* WHAT YOU WILL DO
Will you quote only the lines starting at the one that contains "TARGET = roadside vegetation" and ending with the last line of the listing below, inclusive?

* EXCERPTED DATA
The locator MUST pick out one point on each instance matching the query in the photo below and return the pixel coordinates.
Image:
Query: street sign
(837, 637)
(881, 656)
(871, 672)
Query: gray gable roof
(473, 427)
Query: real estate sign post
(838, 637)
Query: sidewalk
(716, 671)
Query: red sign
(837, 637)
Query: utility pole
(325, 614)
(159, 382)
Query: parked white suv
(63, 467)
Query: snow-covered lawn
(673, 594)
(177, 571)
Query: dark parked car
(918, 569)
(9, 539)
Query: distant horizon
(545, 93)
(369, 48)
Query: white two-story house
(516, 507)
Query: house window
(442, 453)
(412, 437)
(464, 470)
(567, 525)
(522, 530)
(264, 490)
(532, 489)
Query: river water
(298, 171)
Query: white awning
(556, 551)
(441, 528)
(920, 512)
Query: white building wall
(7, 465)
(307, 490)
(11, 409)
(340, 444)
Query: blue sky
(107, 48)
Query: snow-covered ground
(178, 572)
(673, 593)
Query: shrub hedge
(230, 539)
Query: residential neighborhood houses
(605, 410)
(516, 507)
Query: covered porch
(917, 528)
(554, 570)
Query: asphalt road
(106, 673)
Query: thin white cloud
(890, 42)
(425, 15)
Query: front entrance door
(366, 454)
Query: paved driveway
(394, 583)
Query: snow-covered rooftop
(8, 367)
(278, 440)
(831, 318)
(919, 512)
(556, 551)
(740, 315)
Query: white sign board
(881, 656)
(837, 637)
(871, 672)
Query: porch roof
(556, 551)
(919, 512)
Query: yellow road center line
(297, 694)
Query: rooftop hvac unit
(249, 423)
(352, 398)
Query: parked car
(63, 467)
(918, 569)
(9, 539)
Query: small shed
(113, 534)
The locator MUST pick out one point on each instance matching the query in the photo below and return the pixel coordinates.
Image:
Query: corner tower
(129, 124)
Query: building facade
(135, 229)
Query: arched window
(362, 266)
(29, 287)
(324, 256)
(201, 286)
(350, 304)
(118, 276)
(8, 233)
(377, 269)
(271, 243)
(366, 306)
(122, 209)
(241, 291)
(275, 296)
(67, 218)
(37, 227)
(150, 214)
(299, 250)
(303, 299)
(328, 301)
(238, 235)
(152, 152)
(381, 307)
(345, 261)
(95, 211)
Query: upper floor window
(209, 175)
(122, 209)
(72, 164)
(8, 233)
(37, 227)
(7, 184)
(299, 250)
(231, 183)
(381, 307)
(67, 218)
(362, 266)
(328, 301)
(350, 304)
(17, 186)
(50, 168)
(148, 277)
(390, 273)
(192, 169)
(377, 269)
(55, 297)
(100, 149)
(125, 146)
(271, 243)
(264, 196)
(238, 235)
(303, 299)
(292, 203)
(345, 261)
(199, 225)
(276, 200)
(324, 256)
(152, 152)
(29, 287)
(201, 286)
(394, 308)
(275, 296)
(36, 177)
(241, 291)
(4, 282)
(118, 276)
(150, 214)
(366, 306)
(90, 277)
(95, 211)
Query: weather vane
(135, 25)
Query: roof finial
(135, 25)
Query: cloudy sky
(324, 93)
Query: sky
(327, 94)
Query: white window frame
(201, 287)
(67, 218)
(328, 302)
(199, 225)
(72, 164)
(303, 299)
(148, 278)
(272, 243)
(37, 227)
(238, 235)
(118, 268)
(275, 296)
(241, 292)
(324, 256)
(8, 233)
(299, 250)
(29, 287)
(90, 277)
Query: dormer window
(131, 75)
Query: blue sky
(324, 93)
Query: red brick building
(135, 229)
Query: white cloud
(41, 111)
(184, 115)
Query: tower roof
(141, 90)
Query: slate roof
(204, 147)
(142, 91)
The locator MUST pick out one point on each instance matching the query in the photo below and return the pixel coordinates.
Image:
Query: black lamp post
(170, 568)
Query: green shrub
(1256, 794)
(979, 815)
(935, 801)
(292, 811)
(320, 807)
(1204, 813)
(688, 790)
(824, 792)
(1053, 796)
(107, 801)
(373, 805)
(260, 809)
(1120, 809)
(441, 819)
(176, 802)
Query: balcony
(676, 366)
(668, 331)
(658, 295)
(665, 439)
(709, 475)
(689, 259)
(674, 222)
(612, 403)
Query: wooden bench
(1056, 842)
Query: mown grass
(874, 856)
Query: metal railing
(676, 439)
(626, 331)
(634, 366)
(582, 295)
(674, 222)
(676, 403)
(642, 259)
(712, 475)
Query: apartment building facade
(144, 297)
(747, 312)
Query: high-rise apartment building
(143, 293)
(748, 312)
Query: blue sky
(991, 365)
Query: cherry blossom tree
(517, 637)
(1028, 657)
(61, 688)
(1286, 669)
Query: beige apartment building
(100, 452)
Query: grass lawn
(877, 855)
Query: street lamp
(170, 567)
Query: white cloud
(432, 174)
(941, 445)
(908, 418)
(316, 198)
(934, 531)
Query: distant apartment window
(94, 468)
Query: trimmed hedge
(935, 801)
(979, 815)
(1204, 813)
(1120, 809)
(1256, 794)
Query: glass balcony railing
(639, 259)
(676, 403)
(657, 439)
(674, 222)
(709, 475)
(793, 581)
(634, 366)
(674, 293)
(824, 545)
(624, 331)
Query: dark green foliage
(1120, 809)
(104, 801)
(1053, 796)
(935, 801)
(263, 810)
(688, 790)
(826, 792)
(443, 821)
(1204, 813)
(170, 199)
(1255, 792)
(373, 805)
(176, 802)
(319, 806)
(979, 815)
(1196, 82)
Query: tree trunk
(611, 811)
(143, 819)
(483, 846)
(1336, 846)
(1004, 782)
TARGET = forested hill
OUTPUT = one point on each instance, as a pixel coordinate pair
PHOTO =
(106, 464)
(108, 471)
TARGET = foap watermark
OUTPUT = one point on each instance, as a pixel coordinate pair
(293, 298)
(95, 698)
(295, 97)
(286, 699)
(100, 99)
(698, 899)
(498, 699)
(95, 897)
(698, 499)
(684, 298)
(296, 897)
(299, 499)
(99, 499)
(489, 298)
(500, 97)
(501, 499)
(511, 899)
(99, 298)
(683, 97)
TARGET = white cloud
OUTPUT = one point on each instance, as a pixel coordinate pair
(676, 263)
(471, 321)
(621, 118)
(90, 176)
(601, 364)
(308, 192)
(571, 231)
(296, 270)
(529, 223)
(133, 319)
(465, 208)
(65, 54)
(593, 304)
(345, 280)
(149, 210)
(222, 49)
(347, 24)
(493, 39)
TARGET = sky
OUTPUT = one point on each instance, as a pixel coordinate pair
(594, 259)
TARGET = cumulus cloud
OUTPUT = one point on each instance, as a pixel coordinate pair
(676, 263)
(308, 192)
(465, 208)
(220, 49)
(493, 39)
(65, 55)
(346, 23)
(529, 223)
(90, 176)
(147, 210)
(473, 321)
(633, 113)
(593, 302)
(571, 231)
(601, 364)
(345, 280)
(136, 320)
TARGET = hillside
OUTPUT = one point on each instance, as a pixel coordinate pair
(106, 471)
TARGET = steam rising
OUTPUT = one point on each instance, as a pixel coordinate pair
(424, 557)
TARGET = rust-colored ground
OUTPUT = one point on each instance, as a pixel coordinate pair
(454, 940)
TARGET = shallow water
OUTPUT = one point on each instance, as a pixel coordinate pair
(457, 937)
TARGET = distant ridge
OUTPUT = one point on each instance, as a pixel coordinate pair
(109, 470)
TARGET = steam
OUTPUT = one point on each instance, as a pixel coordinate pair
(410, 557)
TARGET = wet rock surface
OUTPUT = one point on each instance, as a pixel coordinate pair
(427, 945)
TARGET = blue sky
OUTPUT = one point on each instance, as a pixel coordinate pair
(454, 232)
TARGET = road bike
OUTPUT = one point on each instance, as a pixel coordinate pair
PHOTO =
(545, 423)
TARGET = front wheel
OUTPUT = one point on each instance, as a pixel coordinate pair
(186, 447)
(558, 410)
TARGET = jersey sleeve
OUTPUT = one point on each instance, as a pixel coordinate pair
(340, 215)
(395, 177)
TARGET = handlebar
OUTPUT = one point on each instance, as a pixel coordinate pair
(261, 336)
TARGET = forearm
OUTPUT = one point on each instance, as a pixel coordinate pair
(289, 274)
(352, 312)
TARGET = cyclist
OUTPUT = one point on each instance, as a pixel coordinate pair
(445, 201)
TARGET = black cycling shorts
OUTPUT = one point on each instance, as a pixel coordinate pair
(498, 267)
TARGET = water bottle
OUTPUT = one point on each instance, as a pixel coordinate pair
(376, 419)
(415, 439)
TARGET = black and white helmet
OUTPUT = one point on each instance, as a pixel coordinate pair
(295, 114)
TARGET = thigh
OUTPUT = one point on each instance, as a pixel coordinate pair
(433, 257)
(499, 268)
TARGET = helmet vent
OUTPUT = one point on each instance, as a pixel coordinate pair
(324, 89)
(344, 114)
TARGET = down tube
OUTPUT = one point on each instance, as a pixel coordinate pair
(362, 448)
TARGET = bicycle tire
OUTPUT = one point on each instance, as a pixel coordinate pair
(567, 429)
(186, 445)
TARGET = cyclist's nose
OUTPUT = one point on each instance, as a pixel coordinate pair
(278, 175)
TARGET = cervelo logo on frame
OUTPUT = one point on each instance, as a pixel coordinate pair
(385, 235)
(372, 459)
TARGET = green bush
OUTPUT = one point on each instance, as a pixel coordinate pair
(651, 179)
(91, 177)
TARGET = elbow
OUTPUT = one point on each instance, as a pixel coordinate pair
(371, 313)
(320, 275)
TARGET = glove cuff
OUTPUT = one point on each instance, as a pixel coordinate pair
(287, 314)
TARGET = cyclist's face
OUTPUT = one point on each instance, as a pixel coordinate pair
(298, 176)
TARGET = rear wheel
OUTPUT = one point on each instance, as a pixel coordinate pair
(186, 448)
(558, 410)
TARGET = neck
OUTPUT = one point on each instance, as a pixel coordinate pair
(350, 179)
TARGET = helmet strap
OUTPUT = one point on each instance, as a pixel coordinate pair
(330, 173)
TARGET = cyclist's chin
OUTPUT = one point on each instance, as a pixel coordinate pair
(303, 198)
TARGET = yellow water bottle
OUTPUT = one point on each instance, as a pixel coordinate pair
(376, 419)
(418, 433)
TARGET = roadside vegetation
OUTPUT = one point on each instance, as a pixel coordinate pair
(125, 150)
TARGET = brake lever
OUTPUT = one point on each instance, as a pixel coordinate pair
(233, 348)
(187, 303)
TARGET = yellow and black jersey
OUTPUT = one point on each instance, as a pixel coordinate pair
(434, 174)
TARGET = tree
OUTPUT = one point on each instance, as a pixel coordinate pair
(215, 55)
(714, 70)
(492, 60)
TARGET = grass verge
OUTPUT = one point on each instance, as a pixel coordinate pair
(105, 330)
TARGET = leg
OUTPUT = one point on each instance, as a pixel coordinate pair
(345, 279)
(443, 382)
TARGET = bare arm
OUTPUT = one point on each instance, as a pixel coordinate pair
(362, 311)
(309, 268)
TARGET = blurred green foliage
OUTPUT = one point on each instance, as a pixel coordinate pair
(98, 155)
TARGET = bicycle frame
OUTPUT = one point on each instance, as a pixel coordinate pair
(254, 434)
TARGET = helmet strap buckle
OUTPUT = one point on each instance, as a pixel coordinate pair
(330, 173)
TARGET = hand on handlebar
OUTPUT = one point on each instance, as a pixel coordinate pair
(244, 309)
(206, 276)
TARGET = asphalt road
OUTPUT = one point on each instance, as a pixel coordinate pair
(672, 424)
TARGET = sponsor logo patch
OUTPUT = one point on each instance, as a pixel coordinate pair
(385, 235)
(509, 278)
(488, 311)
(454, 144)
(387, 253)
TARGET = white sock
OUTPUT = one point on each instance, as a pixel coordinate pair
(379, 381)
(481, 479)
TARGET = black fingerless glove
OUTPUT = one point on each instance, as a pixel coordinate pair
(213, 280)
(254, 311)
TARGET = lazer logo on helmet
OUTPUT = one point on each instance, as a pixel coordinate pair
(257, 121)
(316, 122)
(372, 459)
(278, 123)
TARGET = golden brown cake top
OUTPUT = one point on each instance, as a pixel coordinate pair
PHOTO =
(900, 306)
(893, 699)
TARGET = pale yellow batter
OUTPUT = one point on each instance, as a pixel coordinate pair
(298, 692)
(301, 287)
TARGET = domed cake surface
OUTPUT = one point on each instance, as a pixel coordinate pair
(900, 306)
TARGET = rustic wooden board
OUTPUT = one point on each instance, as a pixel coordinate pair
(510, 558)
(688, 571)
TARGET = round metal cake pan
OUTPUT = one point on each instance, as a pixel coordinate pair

* FULL SOLUTION
TARGET = roadside vegetation
OUTPUT = one point on each instance, as a pixel coordinate pair
(125, 150)
TARGET = brake lever
OUTPUT = one point on each instance, as a pixel coordinate pair
(233, 348)
(187, 303)
TARGET = yellow and black jersey
OUTPUT = one point on each instance, as a pixel coordinate pair
(434, 174)
TARGET = tree
OUTPUT = one point on each instance, as a pixel coordinate pair
(215, 55)
(714, 70)
(492, 60)
TARGET = grass verge
OUTPUT = one point on each instance, as a pixel coordinate pair
(105, 330)
TARGET = leg
OUTPUT = one point on each instance, as a pixel coordinate pair
(345, 279)
(443, 382)
TARGET = bare arm
OUTPUT = one point on each instance, as a pixel coordinate pair
(362, 311)
(309, 268)
TARGET = blurred green foliage
OUTPUT = one point on each instance, as a pixel coordinate pair
(98, 155)
TARGET = bicycle frame
OUTPUT = one point on each instance, as a pixel coordinate pair
(254, 434)
TARGET = helmet strap buckle
OUTPUT = one point on each instance, as a pixel coordinate pair
(330, 173)
TARGET = hand on handlebar
OUTPUT = one point on each instance, as a pixel coordinate pair
(244, 309)
(206, 276)
TARGET = asphalt road
OUTPUT = one point on each instance, as a pixel coordinate pair
(672, 424)
TARGET = sponsor logo patch
OUTPUT = one point on each instance, as a pixel coordinate pair
(385, 235)
(509, 278)
(488, 311)
(454, 144)
(387, 253)
TARGET = white sock
OUTPUT = one point on each instance, as a pixel coordinate pair
(379, 381)
(481, 479)
TARGET = black fingerless glove
OUTPUT = one point on each instance, as a pixel coordinate pair
(213, 280)
(254, 311)
TARGET = lazer logo on helmet
OUTPUT = one point on each instance, as a pixel coordinate pair
(257, 121)
(316, 122)
(372, 459)
(278, 123)
TARGET = golden brown cake top
OUTPUT = one point on each instance, as a pixel coordinate pair
PHOTO =
(900, 306)
(893, 699)
TARGET = pale yellow batter
OUTPUT = one point on each instance, as a pixel coordinate pair
(298, 692)
(301, 287)
TARGET = domed cake surface
OUTPUT = one point on each instance, as a pixel coordinate pair
(900, 306)
TARGET = rustic wooden board
OUTPUT = one point on each instance, as a pixel coordinate pair
(510, 558)
(688, 571)
TARGET = round metal cake pan
OUTPUT = one point on each instance, as a pixel coordinate pair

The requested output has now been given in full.